Keputusan yang tiba-tiba itu bahkan dikritik oleh surat kabar harian pro-Ataturk Cumhuriyet di sebuah artikel halaman depan: “Kita harus mengakui bahwa kita terus menjadi heran ketika kita membaca surat kabar, yang melaporkan bahwa Hagia Sophia akan dikelola sebagai museum. Kita terus menanyakan ini pada diri kita sendiri: museum apa? Hagia Sophia sendiri adalah museum yang paling indah, dan bahkan sendirian adalah monumen sejarah yang lebih baik. Kami tidak dapat memahami konversi monumen ini menjadi museum. ”

Pesan ke Barat

Keputusan kabinet kemudian menyusul. Pada 24 November 1934, kabinet memutuskan bahwa mengubah Hagia Sophia menjadi museum akan membuat seluruh dunia timur bahagia, memberikan lembaga pendidikan lain kepada umat manusia.

Ada banyak teori tentang motivasi apa yang menyebabkan konversi. Beberapa mengatakan itu adalah pesan ke AS, dan secara umum ke Barat, bahwa rezim baru di Turki itu sekuler dan damai. Yang lain mengklaim itu adalah isyarat untuk Pakta Balkan, yang ditandatangani tahun itu dengan Yunani, Yugoslavia, dan Rumania.

Whittemore, sementara itu, melanjutkan pekerjaannya sampai akhir tahun 1940-an, mengungkap mosaik memesona di Gereja Chora di Istanbul setelah menyelesaikan tugasnya di Hagia Sophia. Dia wafat di Washington pada tahun 1950 dalam perjalanannya ke Departemen Luar Negeri untuk bertemu Allan Dulles, direktur CIA sipil pertama. Beberapa mengklaim bahwa Whittemore juga merupakan sumber intelijen. Dia memegang album mosaik Hagia Sophia ketika dia meninggal.

Apa pun alasannya, keputusan untuk mengubah bangunan yang penting bagi kehidupan keagamaan dan sosial Istanbul, yang telah berfungsi sebagai masjid selama lebih dari empat abad, tanpa masukan dari luar datang sebagai kejutan, dan menyebabkan trauma di antara segmen keagamaan masyarakat.

Itulah mengapa ini telah lama menjadi impian yang menggairahkan bagi kaum konservatif religius untuk membuka kembali Hagia Sophia sebagai masjid.

Hanya karena Ataturk menganggapnya pantas, masjid terbesar Istanbul diubah menjadi museum dalam semalam. Publik dan surat kabar tidak dapat mengangkat suara mereka, dan negara, tanpa mempertanyakan apa pun, menggunakan semua sumber dayanya untuk mewujudkannya.

Debat terus berlanjut

Bahkan 86 tahun kemudian, perdebatan masih berputar-putar di sekitar keputusan yang diambil pada tahun 1934. Dan betapapun tragisnya, mekanisme pengambilan keputusan Turki masih bekerja dengan teknologi 1934, sebagaimana dibuktikan oleh langkah terbaru untuk kembali mengubah status Hagia Sophia.

════════

_Tugas 1_
Menurut teks tentang Hagia Sophia, pada tanggal berapa kabinet memutuskan untuk mengubah Hagia Sophia menjadi museum?
_Tugas 2_
Berdasarkan teks tentang Hagia Sophia, jelaskan mengapa membuka kembali Hagia Sophia sebagai masjid telah lama menjadi impian kaum konservatif religius.
Baris-baris data tidak diperlukan untuk menyelesaikan tugas ini.

Entri data
════════

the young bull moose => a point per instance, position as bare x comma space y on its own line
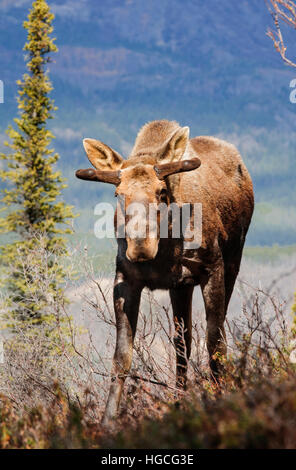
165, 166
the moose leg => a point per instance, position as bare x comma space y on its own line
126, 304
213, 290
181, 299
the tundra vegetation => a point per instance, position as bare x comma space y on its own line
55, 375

════════

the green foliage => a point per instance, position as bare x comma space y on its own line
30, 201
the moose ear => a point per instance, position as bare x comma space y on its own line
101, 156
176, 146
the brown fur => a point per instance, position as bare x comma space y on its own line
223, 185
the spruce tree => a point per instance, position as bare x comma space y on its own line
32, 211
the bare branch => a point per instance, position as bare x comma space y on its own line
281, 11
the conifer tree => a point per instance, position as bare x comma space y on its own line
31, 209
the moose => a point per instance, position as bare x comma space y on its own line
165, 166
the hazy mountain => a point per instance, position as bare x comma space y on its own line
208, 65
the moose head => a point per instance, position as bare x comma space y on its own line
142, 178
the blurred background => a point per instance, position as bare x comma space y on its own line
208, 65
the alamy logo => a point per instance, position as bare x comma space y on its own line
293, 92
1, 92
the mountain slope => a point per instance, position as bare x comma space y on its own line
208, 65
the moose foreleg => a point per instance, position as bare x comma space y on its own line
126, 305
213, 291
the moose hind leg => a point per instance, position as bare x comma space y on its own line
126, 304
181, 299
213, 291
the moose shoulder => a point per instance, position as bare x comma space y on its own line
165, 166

════════

_Jawaban tertulis 1_
Kabinet memutuskannya pada 24 November 1934.

_Jawaban tertulis 2_
Hagia Sophia penting bagi kehidupan keagamaan dan sosial Istanbul dan telah berfungsi sebagai masjid selama lebih dari empat abad. Keputusan untuk mengubahnya tanpa masukan dari luar datang sebagai kejutan dan menyebabkan trauma di antara segmen keagamaan masyarakat.